Required tasks —
A. Return the clown killi text from "- Conservation status: LC" to "the 'ring' lateral pattern.", copied word for word.
B. Does the clown killi text agree with each statement: (i) Boulenger first described the species under the name Haplochilus annulatus in 1915, (ii) the species is native to Ghana, (iii) the specific name annulatus comes from Greek? Answer yes or no for each, quoting the words of the text that decide it.

Text for analysis —

Scientific classification
- Kingdom: Animalia
- Phylum: Chordata
- Class: Actinopterygii
- Order: Cyprinodontiformes
- Family: Nothobranchiidae
- Genus: Epiplatys
- Species: E. annulatus
- Binomial name: Epiplatys annulatus (Boulenger, 1915)
- Synonyms: Haplochilus annulatus Boulenger, 1915 ; Aplocheilus annulatus (Boulenger, 1915) ; Panchax annulatus (Boulenger, 1915) ; Pseudepiplatys annulatus (Boulenger, 1915) ;

= Clown killi =

- Authority: (Boulenger, 1915)
- Conservation status: LC

Species of fish

The clown killi (Epiplatys annulatus) or banded panchax, is a species of fish in the family Nothobranchiidae, an African rivuline, native to fresh water habitats in Guinea, Liberia and Sierra Leone in West Africa.

This species was described as Haplochilus annulatus by George Albert Boulenger in 1915 with the type locality given as most likely to be Maka at the mouth of the Moa River in Sierra Leone. The binomial consists of the generic name which is a compound of the Greek words ἐπί (epí) referring to 'above, on top of' and πλατύς (platýs) referring to 'flat, broad'. The specific name annulatus is Latin and refers to the 'ring' lateral pattern.

Provided information —
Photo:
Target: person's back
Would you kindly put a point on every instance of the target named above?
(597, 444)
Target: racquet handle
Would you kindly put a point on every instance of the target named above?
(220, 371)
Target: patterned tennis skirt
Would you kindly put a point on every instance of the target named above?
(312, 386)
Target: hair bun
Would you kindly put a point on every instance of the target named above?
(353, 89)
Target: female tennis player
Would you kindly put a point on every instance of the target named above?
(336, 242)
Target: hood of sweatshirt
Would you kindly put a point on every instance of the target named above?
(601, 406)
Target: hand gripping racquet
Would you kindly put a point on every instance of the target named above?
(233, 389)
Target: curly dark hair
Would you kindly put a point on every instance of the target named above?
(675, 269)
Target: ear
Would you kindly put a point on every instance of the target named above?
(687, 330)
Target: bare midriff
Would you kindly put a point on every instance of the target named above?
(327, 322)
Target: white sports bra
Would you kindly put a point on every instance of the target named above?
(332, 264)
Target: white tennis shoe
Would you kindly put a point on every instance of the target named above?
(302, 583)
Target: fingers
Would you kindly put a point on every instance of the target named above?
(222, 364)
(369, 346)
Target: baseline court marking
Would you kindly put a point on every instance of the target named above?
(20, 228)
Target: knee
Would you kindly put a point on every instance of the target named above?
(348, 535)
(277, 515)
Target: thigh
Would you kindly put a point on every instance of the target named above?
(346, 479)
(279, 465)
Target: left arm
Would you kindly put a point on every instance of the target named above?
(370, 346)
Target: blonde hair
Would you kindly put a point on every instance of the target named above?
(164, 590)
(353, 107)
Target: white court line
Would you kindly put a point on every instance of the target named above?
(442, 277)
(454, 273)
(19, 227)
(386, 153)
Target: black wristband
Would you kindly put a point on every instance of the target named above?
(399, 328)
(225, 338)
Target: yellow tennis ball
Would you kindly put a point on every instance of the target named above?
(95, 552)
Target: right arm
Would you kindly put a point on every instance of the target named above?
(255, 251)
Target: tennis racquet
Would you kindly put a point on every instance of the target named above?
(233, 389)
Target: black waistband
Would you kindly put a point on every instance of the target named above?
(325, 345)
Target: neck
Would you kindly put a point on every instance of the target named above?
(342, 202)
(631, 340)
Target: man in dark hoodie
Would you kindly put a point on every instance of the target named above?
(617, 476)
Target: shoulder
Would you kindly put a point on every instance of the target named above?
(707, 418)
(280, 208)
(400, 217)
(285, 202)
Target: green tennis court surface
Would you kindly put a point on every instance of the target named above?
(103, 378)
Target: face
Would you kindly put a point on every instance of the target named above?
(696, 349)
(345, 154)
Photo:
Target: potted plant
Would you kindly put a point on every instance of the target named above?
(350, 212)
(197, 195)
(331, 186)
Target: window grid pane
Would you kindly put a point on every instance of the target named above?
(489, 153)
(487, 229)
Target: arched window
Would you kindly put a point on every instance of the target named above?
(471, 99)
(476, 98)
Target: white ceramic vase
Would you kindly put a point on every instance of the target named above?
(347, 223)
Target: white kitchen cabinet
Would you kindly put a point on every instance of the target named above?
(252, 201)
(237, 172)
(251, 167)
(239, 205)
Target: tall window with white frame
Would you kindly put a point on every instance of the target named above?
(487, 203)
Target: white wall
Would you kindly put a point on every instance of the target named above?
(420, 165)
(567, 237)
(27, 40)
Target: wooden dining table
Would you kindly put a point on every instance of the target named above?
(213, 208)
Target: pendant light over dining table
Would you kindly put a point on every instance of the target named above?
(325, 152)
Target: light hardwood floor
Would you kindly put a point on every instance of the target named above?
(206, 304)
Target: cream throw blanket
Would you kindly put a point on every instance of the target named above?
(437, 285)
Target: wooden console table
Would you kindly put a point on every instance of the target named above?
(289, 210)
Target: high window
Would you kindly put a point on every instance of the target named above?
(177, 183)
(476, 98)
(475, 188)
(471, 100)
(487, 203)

Responses by item number —
A.
- Conservation status: LC

Species of fish

The clown killi (Epiplatys annulatus) or banded panchax, is a species of fish in the family Nothobranchiidae, an African rivuline, native to fresh water habitats in Guinea, Liberia and Sierra Leone in West Africa.

This species was described as Haplochilus annulatus by George Albert Boulenger in 1915 with the type locality given as most likely to be Maka at the mouth of the Moa River in Sierra Leone. The binomial consists of the generic name which is a compound of the Greek words ἐπί (epí) referring to 'above, on top of' and πλατύς (platýs) referring to 'flat, broad'. The specific name annulatus is Latin and refers to the 'ring' lateral pattern.

B.
(i) Yes: "This species was described as Haplochilus annulatus by George Albert Boulenger in 1915"
(ii) No: "native to fresh water habitats in Guinea, Liberia and Sierra Leone in West Africa"
(iii) No: "The specific name annulatus is Latin"